- _Task item_
The span to repeat in the listing below runs from the line containing "Return one point per instance of the wooden plank" to the line containing "Return one point per instance of the stack of sacks, each", inclusive. Repeat it exactly, and only it.

:: The data ::

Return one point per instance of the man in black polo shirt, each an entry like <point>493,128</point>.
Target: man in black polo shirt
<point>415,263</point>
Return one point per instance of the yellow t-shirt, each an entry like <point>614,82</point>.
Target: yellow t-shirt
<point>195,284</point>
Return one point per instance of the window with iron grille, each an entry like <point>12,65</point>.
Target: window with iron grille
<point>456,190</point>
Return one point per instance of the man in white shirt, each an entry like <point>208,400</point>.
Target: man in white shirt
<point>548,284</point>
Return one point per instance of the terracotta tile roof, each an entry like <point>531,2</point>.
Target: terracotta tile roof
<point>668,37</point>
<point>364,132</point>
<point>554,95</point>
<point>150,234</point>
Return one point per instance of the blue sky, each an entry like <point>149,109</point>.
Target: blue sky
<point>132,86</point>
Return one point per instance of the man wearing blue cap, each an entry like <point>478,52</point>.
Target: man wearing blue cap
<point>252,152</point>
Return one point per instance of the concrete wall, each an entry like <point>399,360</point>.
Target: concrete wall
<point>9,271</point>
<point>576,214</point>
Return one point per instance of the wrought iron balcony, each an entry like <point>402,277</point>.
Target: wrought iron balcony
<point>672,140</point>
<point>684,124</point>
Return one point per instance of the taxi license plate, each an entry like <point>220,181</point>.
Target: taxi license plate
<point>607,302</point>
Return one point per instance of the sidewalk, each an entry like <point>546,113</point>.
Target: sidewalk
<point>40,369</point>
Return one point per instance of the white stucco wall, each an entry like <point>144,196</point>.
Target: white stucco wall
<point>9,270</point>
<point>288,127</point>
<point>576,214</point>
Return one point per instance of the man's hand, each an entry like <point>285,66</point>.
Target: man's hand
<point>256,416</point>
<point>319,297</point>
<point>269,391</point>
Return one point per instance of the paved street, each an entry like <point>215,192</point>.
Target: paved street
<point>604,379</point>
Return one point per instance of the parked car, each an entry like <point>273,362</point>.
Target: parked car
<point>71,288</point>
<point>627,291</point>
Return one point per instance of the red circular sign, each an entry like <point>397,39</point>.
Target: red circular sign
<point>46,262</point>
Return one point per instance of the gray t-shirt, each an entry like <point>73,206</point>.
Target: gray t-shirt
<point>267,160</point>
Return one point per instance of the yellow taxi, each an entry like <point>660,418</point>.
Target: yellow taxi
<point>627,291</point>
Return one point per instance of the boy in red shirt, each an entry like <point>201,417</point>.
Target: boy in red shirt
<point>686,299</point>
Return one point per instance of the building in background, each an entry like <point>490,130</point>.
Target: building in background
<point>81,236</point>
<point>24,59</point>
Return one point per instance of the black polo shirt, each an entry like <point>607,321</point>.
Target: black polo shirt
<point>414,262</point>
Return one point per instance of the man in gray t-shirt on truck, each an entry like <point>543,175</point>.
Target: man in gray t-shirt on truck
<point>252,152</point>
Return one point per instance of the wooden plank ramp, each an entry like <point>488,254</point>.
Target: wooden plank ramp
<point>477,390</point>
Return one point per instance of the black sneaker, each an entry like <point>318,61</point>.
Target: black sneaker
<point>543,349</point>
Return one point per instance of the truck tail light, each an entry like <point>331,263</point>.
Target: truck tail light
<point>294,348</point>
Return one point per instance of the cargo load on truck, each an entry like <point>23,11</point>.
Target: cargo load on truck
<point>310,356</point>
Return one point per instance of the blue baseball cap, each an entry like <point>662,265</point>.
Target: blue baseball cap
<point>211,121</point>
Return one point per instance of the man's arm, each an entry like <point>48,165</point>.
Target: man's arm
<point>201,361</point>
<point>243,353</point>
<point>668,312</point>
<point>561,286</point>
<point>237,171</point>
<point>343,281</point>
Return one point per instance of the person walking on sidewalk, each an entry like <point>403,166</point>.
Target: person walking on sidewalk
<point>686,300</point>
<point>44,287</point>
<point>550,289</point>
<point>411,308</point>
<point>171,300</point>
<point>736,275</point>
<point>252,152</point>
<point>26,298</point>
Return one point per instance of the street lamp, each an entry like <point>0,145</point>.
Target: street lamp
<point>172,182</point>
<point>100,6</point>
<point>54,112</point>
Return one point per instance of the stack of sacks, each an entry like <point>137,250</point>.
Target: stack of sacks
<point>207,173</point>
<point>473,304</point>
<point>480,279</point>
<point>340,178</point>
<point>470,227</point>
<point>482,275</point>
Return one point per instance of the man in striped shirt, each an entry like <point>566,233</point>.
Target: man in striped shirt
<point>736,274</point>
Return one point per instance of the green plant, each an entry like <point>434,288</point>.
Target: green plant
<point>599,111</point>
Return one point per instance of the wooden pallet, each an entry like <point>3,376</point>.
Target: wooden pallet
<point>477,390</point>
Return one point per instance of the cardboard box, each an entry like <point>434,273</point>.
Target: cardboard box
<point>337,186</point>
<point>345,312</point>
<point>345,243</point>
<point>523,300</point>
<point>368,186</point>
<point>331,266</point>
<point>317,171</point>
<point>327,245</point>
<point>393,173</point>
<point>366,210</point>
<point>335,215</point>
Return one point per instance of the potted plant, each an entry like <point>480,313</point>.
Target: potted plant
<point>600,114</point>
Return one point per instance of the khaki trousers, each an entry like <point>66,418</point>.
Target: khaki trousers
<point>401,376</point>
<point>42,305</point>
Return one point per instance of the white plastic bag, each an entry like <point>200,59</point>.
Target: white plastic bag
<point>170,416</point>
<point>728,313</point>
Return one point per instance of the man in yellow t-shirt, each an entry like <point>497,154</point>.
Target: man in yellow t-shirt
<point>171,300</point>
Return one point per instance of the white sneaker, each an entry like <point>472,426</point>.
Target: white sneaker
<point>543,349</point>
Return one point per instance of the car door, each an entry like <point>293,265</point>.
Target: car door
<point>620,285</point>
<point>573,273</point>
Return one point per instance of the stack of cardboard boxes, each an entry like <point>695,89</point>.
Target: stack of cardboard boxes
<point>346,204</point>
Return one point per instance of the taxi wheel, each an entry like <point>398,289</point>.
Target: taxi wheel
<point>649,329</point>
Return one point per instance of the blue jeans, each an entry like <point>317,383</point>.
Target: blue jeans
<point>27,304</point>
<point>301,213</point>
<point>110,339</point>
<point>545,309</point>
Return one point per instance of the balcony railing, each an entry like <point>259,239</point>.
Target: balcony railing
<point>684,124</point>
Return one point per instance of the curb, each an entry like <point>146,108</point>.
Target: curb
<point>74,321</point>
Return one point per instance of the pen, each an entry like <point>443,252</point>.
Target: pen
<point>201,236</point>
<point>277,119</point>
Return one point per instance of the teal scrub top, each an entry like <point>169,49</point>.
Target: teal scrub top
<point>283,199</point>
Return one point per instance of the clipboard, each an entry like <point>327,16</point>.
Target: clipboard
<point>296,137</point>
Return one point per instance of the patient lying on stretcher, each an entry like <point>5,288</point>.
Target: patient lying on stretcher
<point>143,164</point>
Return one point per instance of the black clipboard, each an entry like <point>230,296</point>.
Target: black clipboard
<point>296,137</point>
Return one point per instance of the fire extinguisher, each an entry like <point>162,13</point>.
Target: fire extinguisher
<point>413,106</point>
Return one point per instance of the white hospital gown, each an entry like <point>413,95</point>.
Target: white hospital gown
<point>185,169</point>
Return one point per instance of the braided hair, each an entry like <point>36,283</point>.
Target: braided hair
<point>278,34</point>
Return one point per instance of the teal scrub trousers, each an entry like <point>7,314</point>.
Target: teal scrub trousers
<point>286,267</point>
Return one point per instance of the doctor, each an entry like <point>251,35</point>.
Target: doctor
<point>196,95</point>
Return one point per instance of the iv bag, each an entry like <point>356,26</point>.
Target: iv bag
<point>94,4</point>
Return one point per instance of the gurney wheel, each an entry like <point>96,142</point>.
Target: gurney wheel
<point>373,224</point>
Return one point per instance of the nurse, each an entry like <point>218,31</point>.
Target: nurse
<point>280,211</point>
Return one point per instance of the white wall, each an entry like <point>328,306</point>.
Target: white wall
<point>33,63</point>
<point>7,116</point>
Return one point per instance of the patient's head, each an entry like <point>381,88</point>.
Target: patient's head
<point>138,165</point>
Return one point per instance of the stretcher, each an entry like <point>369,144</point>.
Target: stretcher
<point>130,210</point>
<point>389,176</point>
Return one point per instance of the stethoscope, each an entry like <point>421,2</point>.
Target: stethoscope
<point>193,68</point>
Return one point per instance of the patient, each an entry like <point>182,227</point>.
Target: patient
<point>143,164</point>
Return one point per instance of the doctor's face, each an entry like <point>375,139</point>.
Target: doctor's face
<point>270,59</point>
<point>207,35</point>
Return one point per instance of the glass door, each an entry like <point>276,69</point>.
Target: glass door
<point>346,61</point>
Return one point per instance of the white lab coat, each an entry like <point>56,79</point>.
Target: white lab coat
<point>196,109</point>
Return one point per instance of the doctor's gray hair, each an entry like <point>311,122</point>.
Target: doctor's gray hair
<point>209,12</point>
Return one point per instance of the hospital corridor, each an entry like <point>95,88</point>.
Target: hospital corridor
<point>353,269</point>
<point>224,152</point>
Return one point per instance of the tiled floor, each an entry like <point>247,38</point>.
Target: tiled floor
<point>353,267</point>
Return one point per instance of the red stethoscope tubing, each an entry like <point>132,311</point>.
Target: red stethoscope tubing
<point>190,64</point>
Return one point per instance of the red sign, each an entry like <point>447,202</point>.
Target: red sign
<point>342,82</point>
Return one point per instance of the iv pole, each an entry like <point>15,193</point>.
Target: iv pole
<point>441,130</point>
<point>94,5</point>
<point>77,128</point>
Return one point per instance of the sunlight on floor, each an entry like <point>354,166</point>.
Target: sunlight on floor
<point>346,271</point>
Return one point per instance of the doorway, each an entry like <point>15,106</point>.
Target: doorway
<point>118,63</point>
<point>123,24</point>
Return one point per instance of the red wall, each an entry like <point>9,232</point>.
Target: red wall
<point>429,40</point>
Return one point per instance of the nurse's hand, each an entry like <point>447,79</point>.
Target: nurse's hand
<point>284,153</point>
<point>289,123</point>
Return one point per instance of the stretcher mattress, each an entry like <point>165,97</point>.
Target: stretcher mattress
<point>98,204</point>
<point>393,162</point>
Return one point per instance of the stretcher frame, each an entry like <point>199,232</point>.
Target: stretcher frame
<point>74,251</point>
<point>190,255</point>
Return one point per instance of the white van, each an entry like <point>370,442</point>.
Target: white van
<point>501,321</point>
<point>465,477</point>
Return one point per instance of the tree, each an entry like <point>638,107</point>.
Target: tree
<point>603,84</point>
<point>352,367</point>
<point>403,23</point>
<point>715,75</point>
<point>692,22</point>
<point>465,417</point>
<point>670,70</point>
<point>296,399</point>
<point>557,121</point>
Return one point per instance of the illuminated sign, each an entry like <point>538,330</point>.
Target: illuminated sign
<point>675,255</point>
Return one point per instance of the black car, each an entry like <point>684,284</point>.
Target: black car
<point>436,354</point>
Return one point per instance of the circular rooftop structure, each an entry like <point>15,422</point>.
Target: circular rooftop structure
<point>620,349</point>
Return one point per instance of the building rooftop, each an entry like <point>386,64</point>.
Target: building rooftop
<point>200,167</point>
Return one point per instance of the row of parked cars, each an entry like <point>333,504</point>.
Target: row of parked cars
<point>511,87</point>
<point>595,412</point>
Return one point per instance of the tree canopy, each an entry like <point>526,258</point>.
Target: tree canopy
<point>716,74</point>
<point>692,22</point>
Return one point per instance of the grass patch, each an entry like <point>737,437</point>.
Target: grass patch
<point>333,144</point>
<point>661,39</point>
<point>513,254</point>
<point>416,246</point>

:::

- _Written response_
Return one point per instance of the wooden plank ramp, each an entry like <point>488,254</point>.
Target: wooden plank ramp
<point>477,390</point>
Return one point per instance of the black sneaker, each an entry like <point>318,61</point>.
Target: black sneaker
<point>543,349</point>
Return one point per instance of the truck tail light, each an entry like <point>331,263</point>.
Target: truck tail light
<point>294,348</point>
Return one point per instance of the cargo load on truck, each an entry like <point>23,11</point>.
Target: cargo load on truck
<point>310,356</point>
Return one point per instance of the blue baseball cap, each an entry like <point>662,265</point>.
Target: blue baseball cap
<point>211,121</point>
Return one point per instance of the man's arm, each an entry like <point>48,165</point>.
Target: man's arm
<point>201,361</point>
<point>243,353</point>
<point>668,312</point>
<point>561,286</point>
<point>237,171</point>
<point>343,281</point>
Return one point per instance of the person walking on sidewalk, each an entry like <point>403,166</point>.
Target: person walking on sidewalk
<point>686,300</point>
<point>44,287</point>
<point>550,289</point>
<point>411,308</point>
<point>171,300</point>
<point>736,275</point>
<point>252,152</point>
<point>26,298</point>
Return one point per instance of the street lamp, each an entry like <point>0,145</point>.
Target: street lamp
<point>172,182</point>
<point>100,6</point>
<point>54,112</point>
Return one point per instance of the stack of sacks, each an entry like <point>137,250</point>.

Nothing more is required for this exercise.